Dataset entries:
◆ ◆ ◆ ◆ ◆ ◆ ◆

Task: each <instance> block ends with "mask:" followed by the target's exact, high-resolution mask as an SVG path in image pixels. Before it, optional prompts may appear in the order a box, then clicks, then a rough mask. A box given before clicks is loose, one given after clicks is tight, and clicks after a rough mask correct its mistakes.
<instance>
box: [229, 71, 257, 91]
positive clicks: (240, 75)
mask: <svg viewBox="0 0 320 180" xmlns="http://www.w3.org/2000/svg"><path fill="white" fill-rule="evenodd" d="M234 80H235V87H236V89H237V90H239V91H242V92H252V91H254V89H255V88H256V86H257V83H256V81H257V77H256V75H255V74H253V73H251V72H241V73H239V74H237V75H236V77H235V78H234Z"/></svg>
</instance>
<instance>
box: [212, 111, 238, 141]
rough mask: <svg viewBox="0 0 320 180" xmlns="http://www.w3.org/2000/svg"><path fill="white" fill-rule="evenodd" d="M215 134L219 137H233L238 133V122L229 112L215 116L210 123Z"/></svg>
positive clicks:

◆ ◆ ◆ ◆ ◆ ◆ ◆

What you return must match the records above exactly, line for line.

Task: each <instance> block ends with "mask:" followed by the target's exact, high-resolution mask as an SVG path in image pixels. Before it, optional prompts may appear in the order a box, then clicks, then a rough mask. A box given before clicks is loose, one given after clicks is tight, and clicks after a rough mask correct its mistakes.
<instance>
box: [229, 71, 257, 91]
positive clicks: (240, 75)
mask: <svg viewBox="0 0 320 180" xmlns="http://www.w3.org/2000/svg"><path fill="white" fill-rule="evenodd" d="M234 80H235V87H236V89H237V90H239V91H242V92H252V91H254V89H255V88H256V86H257V83H256V81H257V77H256V75H255V74H253V73H251V72H241V73H239V74H237V75H236V77H235V78H234Z"/></svg>
</instance>
<instance>
box: [212, 111, 238, 141]
rough mask: <svg viewBox="0 0 320 180" xmlns="http://www.w3.org/2000/svg"><path fill="white" fill-rule="evenodd" d="M215 134L219 137H233L238 133V122L229 112L215 116L210 123Z"/></svg>
positive clicks:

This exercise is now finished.